An attempt by the Mobile Police Department to serve warrants at a house in West Mobile Thursday morning resulted in a gunfight with officers that killed a Mobile man and injured his mother.
At a news conference Thursday afternoon, MPD Chief Lawrence Battiste said the department’s SWAT team assisted the juvenile division in serving a search warrant at a home at 7200 Lakeview Drive E. at about 5:45 a.m. The SWAT team was called in for this assignment, Battiste said, because officials had determined at a threat assessment meeting that it was necessary.
The arrest warrants were for brothers Treyh Webster, 18, and Tyhree Webster, 22, for charges of reckless endangerment and intimidating a witness for an alleged incident in which a robbery victim was threatened and shot at, police said in a statement.
When officers entered the home a person in the living room area began shouting out “twelve,” Battist said. The term “twelve” is well-known slang for police.
Police came in contact with a second subject before being met by a third subject who allegedly began shooting at officers. Battiste said officers deployed “flashbang” grenades, but when the shooting didn’t stop, they returned fire.

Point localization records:
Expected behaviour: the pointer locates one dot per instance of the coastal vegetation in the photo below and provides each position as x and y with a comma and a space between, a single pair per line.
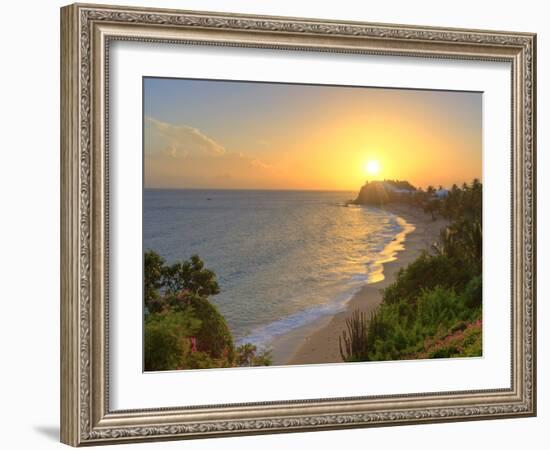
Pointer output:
183, 329
433, 309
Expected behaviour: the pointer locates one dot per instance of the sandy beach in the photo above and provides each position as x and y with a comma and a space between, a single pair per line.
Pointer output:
319, 341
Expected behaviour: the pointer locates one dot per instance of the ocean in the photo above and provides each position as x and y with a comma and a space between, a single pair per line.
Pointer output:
283, 259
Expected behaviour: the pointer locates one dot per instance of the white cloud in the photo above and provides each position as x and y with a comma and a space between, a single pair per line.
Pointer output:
182, 156
182, 140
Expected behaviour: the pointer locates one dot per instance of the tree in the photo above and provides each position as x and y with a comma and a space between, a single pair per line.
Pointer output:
178, 312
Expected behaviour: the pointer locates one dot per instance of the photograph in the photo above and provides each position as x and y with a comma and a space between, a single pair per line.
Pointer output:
291, 224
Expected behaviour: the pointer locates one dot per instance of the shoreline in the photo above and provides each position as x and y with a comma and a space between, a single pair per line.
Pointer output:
317, 342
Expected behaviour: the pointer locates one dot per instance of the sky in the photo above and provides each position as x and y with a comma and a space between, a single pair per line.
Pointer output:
209, 134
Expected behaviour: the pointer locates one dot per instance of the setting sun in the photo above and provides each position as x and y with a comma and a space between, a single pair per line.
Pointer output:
372, 167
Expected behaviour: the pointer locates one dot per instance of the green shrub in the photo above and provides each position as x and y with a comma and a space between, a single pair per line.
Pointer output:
427, 272
247, 355
166, 339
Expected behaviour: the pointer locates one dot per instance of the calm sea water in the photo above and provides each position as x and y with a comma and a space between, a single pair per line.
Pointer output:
282, 258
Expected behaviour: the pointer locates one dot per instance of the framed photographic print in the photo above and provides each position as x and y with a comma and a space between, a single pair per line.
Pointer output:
274, 224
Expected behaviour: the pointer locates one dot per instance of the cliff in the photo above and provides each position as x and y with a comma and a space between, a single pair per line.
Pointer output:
383, 192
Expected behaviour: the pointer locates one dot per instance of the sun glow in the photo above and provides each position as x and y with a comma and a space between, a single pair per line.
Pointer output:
372, 167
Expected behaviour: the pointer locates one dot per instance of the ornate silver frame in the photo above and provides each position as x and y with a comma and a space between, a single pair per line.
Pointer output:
86, 32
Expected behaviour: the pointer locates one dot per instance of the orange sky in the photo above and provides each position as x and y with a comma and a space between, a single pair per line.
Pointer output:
239, 135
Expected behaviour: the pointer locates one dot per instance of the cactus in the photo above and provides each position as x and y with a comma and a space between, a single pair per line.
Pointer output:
354, 347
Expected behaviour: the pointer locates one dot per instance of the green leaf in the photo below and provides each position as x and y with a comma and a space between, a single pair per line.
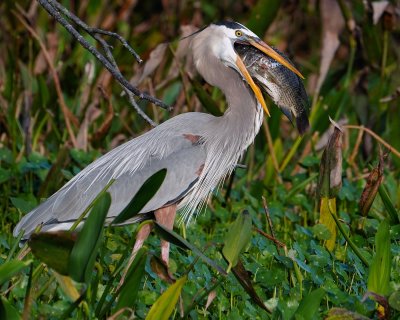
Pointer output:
165, 304
176, 239
5, 175
53, 248
379, 272
83, 254
243, 277
10, 268
237, 238
343, 314
144, 195
390, 208
129, 290
310, 304
7, 311
327, 209
394, 300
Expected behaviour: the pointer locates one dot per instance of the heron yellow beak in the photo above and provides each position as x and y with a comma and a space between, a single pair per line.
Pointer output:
252, 85
262, 46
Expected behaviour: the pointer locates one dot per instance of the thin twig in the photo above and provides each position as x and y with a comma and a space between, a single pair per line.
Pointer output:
374, 135
277, 242
57, 11
68, 115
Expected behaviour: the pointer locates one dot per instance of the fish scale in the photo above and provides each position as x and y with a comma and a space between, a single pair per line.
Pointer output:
284, 87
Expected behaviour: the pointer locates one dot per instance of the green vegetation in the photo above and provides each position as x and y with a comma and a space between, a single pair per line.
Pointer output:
60, 109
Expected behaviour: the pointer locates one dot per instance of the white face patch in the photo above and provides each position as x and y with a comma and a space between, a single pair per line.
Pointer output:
223, 39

> **Work request A**
According to the report on the Mobile police shooting, at what time did officers serve the search warrant at the home on Lakeview Drive E.?
> **Work request B**
Carry on the report on the Mobile police shooting, starting after its last sentence.
These records have no connection to the report on the Mobile police shooting.

> **Answer area A**
At about 5:45 a.m.

> **Answer area B**
The gunfight resulted in the death of Treyh Webster and an injury to his mother. Webster’s mother was shot in the foot and is recovering from surgery, Battiste said. The mother was in stable condition at the time of the press briefing, he said.
Battiste said it’s too early in the investigation to confirm how many rounds each side spent, but investigators believe the bullet that hit Webster’s mother came from the 18-year-old’s gun.
In addition to the arrest of Tyhree Webster, a 17-year-old juvenile was also arrested for possession of a firearm and was sent to Strickland Youth Center, Battiste said. Officers recovered a total of five firearms as a result of the search warrant.
The shooting is being investigated by the Mobile Police Department’s internal affairs and homicide units. Once the criminal investigation is complete, the findings will be turned over to Mobile County District Attorney Ashley Rich’s office.
The officer who shot Webster is a 10-year veteran of the force, Battiste said.
This is the second officer-involved shooting in about a week for MPD and another where officers on scene were not wearing body cameras. While Battiste said MPD had body camera footage from a nearby patrol officer in the shooting of Edward Bittner late last month, the officer who fired the fatal shots was a supervisor and was not required to wear one.
SWAT team members involved in Thursday’s shooting are also not required to wear body cameras, but that policy is about to change, Executive Director of Public Safety James Barber told reporters at the press conference. Currently, patrol officers wear body cameras.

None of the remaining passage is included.